Provided material:
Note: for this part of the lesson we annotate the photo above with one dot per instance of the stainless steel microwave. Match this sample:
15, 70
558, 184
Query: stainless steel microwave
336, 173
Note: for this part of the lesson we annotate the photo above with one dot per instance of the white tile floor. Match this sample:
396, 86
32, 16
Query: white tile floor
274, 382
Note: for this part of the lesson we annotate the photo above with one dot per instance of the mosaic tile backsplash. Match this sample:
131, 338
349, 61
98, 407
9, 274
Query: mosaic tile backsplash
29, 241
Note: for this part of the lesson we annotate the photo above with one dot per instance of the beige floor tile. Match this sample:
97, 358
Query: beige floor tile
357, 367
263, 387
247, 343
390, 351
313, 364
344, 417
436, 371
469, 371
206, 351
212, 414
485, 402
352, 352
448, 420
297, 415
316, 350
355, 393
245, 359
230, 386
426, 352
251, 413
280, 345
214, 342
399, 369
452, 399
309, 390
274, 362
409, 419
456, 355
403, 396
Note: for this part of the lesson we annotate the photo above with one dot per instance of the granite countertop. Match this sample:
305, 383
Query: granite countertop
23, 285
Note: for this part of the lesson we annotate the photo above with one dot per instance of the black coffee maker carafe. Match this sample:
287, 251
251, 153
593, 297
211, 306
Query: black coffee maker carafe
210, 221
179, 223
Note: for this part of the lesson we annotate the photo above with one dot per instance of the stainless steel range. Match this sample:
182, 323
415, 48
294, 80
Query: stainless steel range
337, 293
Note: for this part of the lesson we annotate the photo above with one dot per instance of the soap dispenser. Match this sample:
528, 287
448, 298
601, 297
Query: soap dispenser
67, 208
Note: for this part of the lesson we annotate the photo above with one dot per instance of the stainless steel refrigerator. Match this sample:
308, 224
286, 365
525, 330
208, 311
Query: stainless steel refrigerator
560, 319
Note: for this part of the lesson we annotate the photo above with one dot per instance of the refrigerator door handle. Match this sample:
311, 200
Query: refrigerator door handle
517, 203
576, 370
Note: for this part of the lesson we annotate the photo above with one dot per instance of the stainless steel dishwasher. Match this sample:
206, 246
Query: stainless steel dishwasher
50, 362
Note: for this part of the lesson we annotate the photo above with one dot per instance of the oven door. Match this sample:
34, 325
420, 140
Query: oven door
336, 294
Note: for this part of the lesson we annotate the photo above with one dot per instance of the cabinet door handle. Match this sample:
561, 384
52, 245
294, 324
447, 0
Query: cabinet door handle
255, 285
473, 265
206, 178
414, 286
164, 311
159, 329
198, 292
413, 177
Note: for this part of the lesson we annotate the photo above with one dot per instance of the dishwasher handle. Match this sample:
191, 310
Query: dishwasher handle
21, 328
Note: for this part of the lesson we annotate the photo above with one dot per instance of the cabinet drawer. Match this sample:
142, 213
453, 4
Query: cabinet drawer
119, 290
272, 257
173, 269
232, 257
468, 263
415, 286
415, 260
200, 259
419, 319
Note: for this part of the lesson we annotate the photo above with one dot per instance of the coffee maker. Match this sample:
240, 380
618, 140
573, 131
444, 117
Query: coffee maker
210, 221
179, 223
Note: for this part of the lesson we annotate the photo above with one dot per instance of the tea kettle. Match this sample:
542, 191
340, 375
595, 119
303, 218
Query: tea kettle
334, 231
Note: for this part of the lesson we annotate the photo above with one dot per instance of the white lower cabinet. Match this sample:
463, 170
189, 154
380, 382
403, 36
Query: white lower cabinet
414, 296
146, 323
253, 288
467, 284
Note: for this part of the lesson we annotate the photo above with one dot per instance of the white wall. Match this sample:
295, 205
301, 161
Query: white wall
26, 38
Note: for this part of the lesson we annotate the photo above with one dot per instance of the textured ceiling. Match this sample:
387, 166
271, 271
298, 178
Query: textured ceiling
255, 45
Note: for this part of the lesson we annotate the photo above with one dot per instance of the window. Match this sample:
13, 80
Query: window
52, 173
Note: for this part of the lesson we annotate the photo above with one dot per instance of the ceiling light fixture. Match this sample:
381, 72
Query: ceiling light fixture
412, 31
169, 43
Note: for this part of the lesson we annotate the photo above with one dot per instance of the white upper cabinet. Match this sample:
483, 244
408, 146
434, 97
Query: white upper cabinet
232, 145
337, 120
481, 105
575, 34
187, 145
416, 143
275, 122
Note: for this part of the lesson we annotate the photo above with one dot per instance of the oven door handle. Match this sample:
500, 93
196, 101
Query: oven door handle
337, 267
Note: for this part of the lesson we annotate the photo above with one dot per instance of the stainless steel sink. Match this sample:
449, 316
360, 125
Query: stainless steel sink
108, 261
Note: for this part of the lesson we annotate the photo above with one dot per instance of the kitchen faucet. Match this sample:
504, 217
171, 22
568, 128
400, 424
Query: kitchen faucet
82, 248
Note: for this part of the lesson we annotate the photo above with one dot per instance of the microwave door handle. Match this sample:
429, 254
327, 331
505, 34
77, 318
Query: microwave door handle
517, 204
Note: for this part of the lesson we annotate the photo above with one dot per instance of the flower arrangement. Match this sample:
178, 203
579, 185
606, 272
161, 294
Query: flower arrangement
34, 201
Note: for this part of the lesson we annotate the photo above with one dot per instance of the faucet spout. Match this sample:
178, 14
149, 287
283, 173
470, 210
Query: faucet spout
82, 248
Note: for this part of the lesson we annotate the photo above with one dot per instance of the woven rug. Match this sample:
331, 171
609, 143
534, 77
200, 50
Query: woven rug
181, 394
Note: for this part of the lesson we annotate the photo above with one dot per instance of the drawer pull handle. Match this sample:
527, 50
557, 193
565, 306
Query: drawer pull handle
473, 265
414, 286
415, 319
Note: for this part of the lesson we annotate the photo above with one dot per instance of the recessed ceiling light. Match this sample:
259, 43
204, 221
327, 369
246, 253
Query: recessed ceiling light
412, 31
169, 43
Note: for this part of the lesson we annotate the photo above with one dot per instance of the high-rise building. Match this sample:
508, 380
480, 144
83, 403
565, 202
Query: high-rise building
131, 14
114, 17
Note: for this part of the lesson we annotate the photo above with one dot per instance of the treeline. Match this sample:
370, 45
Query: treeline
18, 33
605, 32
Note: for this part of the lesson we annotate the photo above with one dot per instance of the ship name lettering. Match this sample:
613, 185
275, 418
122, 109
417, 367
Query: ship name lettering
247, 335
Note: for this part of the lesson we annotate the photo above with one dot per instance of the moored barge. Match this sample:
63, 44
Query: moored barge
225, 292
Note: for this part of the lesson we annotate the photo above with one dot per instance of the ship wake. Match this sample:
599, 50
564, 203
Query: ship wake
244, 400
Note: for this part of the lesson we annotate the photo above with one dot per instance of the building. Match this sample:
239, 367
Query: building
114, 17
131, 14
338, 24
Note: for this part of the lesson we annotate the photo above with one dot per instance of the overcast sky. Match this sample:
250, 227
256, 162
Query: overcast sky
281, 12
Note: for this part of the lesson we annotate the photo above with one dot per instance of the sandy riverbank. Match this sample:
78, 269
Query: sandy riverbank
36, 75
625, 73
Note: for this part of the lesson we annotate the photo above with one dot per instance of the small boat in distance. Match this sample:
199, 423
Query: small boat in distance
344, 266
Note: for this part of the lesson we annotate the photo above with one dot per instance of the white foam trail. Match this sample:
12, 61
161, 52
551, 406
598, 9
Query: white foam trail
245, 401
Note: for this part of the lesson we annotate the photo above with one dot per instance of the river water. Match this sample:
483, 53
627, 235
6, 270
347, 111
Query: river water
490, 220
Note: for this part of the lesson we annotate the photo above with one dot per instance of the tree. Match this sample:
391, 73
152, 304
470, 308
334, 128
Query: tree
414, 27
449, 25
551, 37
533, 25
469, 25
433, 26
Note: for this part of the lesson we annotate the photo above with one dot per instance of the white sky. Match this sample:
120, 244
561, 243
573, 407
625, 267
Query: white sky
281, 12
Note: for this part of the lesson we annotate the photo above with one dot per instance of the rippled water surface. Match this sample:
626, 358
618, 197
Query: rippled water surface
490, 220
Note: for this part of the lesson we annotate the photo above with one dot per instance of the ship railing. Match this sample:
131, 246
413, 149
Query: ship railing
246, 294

Aim of the exercise: Write down only the closing run of lines: the one containing "of the tree." and every line after it to the end of the entries, exactly.

Answer box:
Note: for this part of the lesson we annotate the photo above with one dot per instance of the tree. Match this sample:
391, 73
152, 304
470, 308
334, 128
Query: tree
414, 27
449, 25
551, 37
533, 25
469, 25
433, 26
Note: for this part of the lesson we annotate the photo above with one dot per instance of the white sky. Match this sample:
120, 244
561, 243
573, 407
625, 267
Query: white sky
281, 12
Note: for this part of the lesson we annotate the photo above with one dot per instance of the rippled water surface. Match this sample:
626, 358
618, 197
Query: rippled water surface
490, 220
Note: for this part of the lesson we annotate the photo above with one dot per instance of the ship railing. Match this sample:
131, 246
413, 149
Query: ship railing
246, 294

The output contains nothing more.